(Collected data)
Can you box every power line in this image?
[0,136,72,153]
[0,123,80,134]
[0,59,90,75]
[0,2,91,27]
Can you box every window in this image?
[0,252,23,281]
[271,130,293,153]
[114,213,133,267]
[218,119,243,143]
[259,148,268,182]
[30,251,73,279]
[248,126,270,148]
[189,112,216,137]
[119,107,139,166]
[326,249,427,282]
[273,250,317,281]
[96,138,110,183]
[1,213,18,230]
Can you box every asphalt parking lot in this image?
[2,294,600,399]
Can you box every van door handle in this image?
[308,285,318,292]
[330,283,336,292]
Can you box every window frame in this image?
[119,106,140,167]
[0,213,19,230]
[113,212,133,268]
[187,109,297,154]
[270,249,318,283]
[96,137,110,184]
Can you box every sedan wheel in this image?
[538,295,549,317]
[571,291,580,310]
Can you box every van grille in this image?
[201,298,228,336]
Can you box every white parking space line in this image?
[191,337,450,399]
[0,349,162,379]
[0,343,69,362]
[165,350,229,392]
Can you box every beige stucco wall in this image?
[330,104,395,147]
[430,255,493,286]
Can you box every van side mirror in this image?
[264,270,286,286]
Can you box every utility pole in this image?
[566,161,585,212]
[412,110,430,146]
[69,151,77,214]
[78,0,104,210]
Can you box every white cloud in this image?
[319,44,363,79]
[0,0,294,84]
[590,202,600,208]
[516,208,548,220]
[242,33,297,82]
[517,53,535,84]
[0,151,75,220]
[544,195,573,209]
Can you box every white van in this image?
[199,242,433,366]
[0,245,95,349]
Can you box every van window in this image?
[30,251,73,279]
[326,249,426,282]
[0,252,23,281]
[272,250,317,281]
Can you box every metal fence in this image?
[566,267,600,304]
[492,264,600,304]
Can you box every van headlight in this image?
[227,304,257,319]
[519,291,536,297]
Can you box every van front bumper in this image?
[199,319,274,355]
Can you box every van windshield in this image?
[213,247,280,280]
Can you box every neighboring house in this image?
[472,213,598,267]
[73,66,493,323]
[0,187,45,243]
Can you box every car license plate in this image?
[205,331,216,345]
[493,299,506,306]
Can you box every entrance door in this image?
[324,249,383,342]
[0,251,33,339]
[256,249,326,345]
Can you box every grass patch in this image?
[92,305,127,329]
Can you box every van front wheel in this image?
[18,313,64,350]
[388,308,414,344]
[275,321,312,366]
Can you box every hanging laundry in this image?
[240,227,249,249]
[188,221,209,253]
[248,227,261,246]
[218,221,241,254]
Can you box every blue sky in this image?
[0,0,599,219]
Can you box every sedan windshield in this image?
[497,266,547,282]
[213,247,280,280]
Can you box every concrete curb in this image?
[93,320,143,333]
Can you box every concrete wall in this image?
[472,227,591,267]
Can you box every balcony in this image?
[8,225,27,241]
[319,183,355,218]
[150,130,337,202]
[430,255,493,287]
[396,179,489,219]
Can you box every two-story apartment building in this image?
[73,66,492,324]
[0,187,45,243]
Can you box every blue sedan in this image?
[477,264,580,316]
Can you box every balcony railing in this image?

▶ What is required
From the first line to the last, retype the data exactly.

▶ Expected answer
Can you box every power line in this image?
[0,136,72,153]
[0,123,80,134]
[0,59,90,75]
[0,2,91,27]
Can you box every window in this image?
[0,252,23,281]
[271,130,293,153]
[114,213,133,267]
[218,119,243,143]
[259,148,268,182]
[30,251,73,279]
[248,126,270,148]
[189,112,216,137]
[119,107,139,166]
[326,249,427,282]
[273,250,317,281]
[96,138,110,183]
[1,213,18,230]
Can you box every asphalt parking lot in this image?
[2,294,600,399]
Can you box every van door handle in this image?
[308,285,318,292]
[330,283,336,292]
Can you box every window frame in this image?
[119,106,140,167]
[0,213,19,230]
[113,212,133,268]
[187,109,297,154]
[270,249,318,283]
[96,137,110,184]
Can you box every sedan wheel in this image?
[538,295,549,317]
[571,291,580,310]
Can you box every van grille in this image?
[201,298,228,336]
Can you box every white parking space line in this image?
[191,337,450,399]
[0,349,162,379]
[0,343,69,362]
[165,350,229,392]
Can you box every beige stucco wall in this image?
[330,104,395,147]
[430,255,493,286]
Can you box every van side mirror in this image?
[264,270,286,286]
Can you box every utility pole in this image?
[566,161,585,212]
[412,110,430,146]
[69,151,77,214]
[78,0,104,210]
Can you box every white cloud in this image?
[319,44,363,79]
[0,0,294,84]
[590,202,600,208]
[516,208,548,220]
[242,33,297,82]
[517,53,535,84]
[0,151,75,220]
[544,195,573,209]
Can you box every white van in this image?
[199,242,433,366]
[0,245,95,349]
Can you box every van window in this image?
[30,251,73,279]
[326,249,426,282]
[0,252,23,281]
[272,250,317,281]
Can you box every metal fence in this image?
[566,267,600,304]
[492,264,600,304]
Can you box every van headlight in this image?
[227,304,257,319]
[519,291,536,297]
Can you box every van front bumper in this image?
[199,319,274,355]
Can you box every van windshield in this image?
[213,247,280,280]
Can you box every neighboring house in this image?
[472,213,598,267]
[73,66,493,323]
[0,187,45,243]
Can you box every car license plate in this image?
[205,331,216,345]
[493,299,506,306]
Can you box every entrance door in this image?
[324,249,383,342]
[0,251,33,339]
[256,249,326,345]
Can you box every grass patch in this image?
[92,305,127,329]
Can you box every van front wheel in this image?
[18,313,64,350]
[388,308,414,344]
[275,321,312,366]
Can you box every hanging laundry in this image?
[240,227,249,249]
[188,221,209,253]
[248,227,261,246]
[218,221,241,254]
Can you box every blue sky in this image?
[0,0,599,219]
Can you box every sedan windshield in this image?
[497,266,547,282]
[213,247,280,280]
Can you box every concrete curb in this image?
[93,320,143,333]
Can you box every concrete wall in this image?
[472,227,591,267]
Can you box every balcony in this image?
[8,225,27,241]
[319,183,355,218]
[150,130,337,202]
[430,255,493,287]
[396,179,489,219]
Can you box every two-story apartment building in this image?
[73,66,492,324]
[0,187,45,243]
Can you box every blue sedan in this image?
[477,264,580,316]
Can you box every balcony railing in this image?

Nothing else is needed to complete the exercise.